▸ TASK DIRECTIONS
Every line below must be reproduced exactly. Copy them all.

▸ INPUT FOR THIS TASK

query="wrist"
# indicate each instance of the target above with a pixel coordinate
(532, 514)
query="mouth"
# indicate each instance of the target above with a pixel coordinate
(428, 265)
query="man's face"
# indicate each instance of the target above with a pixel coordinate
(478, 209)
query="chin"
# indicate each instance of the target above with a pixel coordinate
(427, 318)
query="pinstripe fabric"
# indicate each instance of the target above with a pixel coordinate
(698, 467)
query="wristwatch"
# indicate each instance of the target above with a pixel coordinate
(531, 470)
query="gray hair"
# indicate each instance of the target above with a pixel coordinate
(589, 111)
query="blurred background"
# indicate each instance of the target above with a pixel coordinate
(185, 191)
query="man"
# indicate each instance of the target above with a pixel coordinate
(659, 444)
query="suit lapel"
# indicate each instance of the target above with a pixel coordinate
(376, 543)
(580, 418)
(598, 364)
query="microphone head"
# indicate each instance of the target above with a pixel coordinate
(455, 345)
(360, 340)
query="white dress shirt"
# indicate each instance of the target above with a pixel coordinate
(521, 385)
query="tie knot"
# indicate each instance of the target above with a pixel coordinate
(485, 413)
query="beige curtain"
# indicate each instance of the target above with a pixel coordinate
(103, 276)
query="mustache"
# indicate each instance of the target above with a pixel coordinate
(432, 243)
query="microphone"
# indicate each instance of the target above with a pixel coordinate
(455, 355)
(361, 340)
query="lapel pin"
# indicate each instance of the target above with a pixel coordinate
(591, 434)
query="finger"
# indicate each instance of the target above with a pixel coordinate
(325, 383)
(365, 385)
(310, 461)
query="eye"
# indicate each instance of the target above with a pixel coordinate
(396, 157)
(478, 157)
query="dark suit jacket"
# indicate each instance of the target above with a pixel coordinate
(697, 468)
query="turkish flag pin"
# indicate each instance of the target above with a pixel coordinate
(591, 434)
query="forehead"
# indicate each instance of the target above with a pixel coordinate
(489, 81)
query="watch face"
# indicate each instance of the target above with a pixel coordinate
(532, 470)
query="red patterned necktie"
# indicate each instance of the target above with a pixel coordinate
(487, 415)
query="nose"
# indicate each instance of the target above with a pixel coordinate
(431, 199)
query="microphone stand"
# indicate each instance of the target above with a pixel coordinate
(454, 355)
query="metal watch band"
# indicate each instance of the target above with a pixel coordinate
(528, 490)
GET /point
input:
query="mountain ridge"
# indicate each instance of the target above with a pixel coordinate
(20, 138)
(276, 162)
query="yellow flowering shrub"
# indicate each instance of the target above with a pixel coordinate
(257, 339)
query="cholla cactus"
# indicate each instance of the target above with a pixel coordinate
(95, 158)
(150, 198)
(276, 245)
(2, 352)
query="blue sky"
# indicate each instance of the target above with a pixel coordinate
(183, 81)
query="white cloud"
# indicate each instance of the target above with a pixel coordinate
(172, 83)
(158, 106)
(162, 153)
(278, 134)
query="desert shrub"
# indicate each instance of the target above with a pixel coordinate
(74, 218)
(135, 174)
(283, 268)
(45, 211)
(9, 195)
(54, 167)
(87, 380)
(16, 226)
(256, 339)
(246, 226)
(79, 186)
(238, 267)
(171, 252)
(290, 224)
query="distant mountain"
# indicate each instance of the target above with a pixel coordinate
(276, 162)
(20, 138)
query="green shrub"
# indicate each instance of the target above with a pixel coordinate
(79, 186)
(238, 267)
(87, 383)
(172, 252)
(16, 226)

▸ CORRECT OUTPUT
query="wrist"
# indicate each instance of the target above with a pixel coordinate
(532, 514)
query="mouth"
# indicate each instance of the target above with a pixel coordinate
(428, 265)
query="man's face"
# indicate each instance of the target above with a pixel coordinate
(478, 209)
query="chin"
# indicate each instance of the target above with a pixel coordinate
(427, 318)
query="pinstripe fabric"
# indicate each instance of the target above with a pixel coordinate
(698, 467)
query="wristwatch"
# indicate each instance of the target above with a pixel coordinate
(531, 470)
query="gray hair"
# indicate each instance of the target above with a pixel coordinate
(589, 111)
query="blurred background"
# indicate each instance of the target above with a pixel coordinate
(185, 191)
query="man"
# indicate each instance of the target above with a pixel coordinate
(659, 444)
query="suit lapel"
# indicate each instance of the target above with a pixel coordinate
(376, 543)
(580, 418)
(598, 364)
query="microphone head"
# indicate each instance of the target above with a pixel coordinate
(455, 345)
(360, 340)
query="white dress shirt"
# indicate each instance of the target above with a pixel coordinate
(521, 385)
query="tie knot"
# indicate each instance of the target above with a pixel coordinate
(485, 413)
query="beige curtain"
# indicate each instance of the target above with a pixel coordinate
(103, 276)
query="mustache"
# indicate each instance of the target above with a pixel coordinate
(432, 243)
query="microphone"
# indicate each instance of the target above with a pixel coordinate
(455, 355)
(361, 340)
query="lapel pin"
# indicate each instance of the target above with a pixel coordinate
(591, 434)
query="finger"
# indicate each instance of the target above with a pixel coordinate
(325, 383)
(365, 385)
(310, 461)
query="eye"
# indicate each instance of the target above with a pixel coordinate
(396, 157)
(478, 157)
query="dark suit jacket"
# indicate each instance of the target above with a pixel coordinate
(697, 468)
query="turkish flag pin"
# indicate each instance of the target above with a pixel coordinate
(591, 434)
query="forehead"
# indicate each instance of the target above with a pixel coordinate
(489, 81)
query="watch face"
# indicate each instance of the target above with a pixel coordinate
(532, 470)
query="red patterned necktie"
# indicate each instance of the target above with a pixel coordinate
(487, 415)
query="nose"
# indicate each instance of the target above with a pixel coordinate
(431, 199)
query="microphone stand"
# indicate each instance of the target above with a pixel coordinate
(454, 355)
query="metal watch band"
# indicate each instance of the target above with a pixel coordinate
(528, 490)
GET /point
input:
query="mountain ridge"
# indicate each instance of the target above with a pixel coordinate
(20, 138)
(276, 162)
query="yellow flowering shrub"
# indicate each instance of the target above with a pixel coordinate
(257, 339)
query="cholla cactus"
# indicate each instance of the target above with a pixel coordinate
(95, 158)
(150, 198)
(276, 245)
(2, 352)
query="blue sky"
# indicate each instance of the target above with a pixel coordinate
(183, 81)
query="white cloud"
# indicate each instance of the target above with a pixel coordinate
(172, 83)
(158, 106)
(162, 153)
(278, 134)
query="desert shrub"
# indicate each instance of the target above with a pixel coordinate
(74, 218)
(135, 174)
(283, 268)
(45, 211)
(9, 195)
(54, 167)
(87, 380)
(16, 226)
(256, 339)
(246, 226)
(79, 186)
(238, 267)
(171, 252)
(290, 224)
query="distant mountain"
# indicate each instance of the target above with a pixel coordinate
(276, 162)
(20, 138)
query="green shrub"
# indicate each instance of the target above with a pixel coordinate
(79, 186)
(238, 267)
(87, 383)
(172, 252)
(16, 226)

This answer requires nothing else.